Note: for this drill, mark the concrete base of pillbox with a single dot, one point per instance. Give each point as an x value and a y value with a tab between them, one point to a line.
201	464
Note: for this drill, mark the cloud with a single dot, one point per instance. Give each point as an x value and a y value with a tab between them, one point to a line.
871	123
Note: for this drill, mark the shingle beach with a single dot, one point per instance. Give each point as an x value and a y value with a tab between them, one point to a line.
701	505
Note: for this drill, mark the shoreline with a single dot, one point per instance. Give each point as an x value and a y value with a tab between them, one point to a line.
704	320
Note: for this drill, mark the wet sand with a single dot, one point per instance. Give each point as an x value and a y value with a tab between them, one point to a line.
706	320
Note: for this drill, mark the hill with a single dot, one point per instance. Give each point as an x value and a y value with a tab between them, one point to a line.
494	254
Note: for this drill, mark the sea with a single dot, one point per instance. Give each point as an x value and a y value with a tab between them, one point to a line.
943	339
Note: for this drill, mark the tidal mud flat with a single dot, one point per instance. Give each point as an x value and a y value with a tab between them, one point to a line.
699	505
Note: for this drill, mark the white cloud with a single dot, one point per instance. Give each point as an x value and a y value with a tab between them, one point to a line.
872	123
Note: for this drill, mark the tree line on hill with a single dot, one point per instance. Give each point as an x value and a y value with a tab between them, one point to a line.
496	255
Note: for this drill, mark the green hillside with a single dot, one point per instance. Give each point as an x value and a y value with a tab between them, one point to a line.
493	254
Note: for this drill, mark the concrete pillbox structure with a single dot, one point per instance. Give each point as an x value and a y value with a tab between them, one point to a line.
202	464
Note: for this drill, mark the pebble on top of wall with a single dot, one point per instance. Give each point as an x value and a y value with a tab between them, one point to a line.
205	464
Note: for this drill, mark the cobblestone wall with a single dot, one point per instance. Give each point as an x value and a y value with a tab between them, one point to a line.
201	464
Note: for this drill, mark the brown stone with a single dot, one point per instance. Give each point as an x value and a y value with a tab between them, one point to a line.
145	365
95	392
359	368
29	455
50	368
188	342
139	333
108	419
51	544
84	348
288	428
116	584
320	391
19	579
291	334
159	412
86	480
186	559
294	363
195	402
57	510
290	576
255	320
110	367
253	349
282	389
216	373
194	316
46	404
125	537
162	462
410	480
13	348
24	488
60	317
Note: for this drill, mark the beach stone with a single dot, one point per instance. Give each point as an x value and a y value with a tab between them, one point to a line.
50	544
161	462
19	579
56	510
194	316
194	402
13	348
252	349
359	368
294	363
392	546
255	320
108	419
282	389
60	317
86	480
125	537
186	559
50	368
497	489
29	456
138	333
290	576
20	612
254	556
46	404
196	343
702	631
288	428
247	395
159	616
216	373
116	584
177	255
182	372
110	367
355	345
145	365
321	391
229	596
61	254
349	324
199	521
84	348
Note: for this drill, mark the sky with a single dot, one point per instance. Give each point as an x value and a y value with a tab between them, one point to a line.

::::

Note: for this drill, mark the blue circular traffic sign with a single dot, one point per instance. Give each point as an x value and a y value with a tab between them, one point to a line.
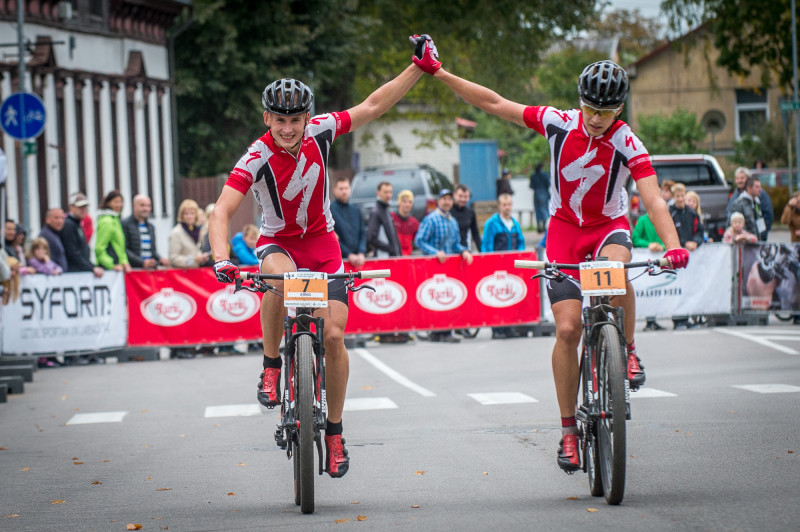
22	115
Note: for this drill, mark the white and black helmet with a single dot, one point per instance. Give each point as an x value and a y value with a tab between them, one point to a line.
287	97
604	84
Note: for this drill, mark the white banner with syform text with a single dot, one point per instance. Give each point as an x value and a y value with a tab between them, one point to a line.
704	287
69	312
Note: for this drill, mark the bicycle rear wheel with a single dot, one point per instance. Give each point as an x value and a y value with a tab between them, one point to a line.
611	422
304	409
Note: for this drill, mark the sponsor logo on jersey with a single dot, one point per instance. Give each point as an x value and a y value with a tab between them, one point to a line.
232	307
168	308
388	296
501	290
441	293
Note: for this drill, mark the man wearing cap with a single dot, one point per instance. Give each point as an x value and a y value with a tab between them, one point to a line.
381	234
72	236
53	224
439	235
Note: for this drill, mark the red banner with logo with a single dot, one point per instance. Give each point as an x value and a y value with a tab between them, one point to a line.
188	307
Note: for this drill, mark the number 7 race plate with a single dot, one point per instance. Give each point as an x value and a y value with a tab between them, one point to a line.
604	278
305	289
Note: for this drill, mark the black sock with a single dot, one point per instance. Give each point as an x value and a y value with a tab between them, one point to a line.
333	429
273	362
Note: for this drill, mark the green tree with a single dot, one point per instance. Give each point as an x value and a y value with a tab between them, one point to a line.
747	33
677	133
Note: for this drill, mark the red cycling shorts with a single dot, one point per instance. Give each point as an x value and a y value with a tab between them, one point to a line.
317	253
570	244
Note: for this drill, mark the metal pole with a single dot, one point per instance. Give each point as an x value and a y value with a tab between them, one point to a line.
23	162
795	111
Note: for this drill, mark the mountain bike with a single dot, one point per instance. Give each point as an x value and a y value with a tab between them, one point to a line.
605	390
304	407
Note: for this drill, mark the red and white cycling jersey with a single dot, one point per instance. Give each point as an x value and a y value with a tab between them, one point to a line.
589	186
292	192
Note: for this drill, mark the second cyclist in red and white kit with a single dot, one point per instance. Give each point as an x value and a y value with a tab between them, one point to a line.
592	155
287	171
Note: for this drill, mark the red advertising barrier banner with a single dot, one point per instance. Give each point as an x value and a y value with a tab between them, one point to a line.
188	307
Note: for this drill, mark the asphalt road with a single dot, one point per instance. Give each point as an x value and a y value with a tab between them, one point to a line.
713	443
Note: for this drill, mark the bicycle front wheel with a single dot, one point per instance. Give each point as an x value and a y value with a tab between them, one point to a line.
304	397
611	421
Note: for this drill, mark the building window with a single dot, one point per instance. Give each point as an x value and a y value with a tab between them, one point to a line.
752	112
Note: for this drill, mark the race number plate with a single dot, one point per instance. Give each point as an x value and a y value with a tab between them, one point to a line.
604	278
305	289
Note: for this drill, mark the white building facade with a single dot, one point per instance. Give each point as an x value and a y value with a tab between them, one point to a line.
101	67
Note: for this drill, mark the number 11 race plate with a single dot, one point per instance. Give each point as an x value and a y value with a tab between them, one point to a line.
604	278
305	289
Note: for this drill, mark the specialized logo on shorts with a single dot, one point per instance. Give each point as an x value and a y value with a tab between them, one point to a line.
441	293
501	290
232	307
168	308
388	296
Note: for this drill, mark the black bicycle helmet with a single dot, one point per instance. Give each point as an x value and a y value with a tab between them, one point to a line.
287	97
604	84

::::

**What you have to do**
Gather every line of the rows above that contains the word "beach", copying each in full. Case counts.

**Task solution**
Note: for this drill, mark the shingle beach with a single dot, one point per instance. Give each point as an x value and a y value with a tab between them, one point to a line.
Note: for this drill, mark the beach stone with a single dot, one point per instance. Give each point as an x value and a y value with a tab between them, one point to a line.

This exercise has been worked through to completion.